### Problem requirements
Reproduce every one of the following rows word for word, keeping each line as it stands.

[Rows from a collection]
====

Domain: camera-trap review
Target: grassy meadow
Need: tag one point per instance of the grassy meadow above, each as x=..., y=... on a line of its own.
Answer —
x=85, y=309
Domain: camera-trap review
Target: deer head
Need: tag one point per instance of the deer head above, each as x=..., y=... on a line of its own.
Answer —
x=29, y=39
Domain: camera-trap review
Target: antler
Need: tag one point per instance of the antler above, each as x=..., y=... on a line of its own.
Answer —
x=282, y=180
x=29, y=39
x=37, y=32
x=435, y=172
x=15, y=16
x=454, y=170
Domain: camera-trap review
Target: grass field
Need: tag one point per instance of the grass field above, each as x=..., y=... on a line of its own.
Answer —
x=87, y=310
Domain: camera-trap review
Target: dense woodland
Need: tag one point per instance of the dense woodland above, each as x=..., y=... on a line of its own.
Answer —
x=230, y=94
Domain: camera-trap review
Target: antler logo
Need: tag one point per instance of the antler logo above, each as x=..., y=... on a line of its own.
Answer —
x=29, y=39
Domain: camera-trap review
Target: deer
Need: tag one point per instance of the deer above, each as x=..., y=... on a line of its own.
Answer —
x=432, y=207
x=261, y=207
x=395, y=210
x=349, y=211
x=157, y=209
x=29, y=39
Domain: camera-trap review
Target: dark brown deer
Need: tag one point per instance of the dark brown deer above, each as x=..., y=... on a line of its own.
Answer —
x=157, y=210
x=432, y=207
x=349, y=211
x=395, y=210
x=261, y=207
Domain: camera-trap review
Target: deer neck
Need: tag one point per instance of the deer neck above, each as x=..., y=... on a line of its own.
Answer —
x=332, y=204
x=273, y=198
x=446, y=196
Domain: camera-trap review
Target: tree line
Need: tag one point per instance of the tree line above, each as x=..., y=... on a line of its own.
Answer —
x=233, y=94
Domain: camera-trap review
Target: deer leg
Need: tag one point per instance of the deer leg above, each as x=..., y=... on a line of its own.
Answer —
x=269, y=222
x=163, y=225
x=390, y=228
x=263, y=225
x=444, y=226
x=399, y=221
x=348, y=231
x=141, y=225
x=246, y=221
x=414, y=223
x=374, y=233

====

### Full response
Domain: camera-trap review
Target: grassy meadow
Need: tag one point per instance of the grassy meadow above, each as x=..., y=... on a line of its own.
Answer —
x=85, y=309
Domain: camera-trap review
Target: deer head
Need: tag one point per instance of the deer head above, each as x=..., y=... on a line of its own.
Answer —
x=29, y=39
Domain: camera-trap review
Target: antler
Need: tag one point per instance of the antler above, each as x=..., y=... on a line of its own.
Answer —
x=282, y=180
x=29, y=39
x=37, y=32
x=435, y=172
x=15, y=16
x=454, y=170
Domain: camera-trap review
Target: grass field
Need: tag one point per instance of the grass field above, each as x=..., y=... on a line of its own.
Answer —
x=87, y=310
Domain: camera-trap review
Target: dense woodland
Need: tag one point per instance of the dense woodland above, each as x=..., y=... on a line of its own.
Answer —
x=230, y=94
Domain: camera-trap review
Target: antler logo
Need: tag one point per instance of the antler logo above, each as x=..., y=... on a line of its own.
Answer —
x=29, y=39
Domain: camera-trap review
Target: deer
Need: tag one point per instance of the deer above, each as x=..., y=... on a line of its own.
Answer —
x=432, y=207
x=261, y=207
x=395, y=210
x=349, y=211
x=157, y=209
x=29, y=39
Domain: camera-trap review
Target: dark brown deer
Need: tag one point per instance of the dark brown deer above, each as x=..., y=... on a line of its own.
Answer —
x=157, y=210
x=432, y=207
x=349, y=211
x=395, y=210
x=261, y=207
Domain: camera-trap review
Target: deer neck
Need: tag one point per instance of the deer neck above, each as x=..., y=... on a line of its own.
Answer —
x=332, y=204
x=273, y=198
x=446, y=196
Domain: camera-trap review
Target: tree line
Need: tag one point per instance of the tree line above, each as x=..., y=... on a line of its own.
Answer —
x=233, y=94
Domain: camera-trap review
Target: deer leg
Need: tag one point per instance of the deer leg above, each as x=..., y=... on a line of its own.
Answer —
x=269, y=222
x=163, y=225
x=390, y=228
x=263, y=225
x=444, y=226
x=399, y=221
x=348, y=231
x=141, y=225
x=246, y=221
x=414, y=223
x=374, y=233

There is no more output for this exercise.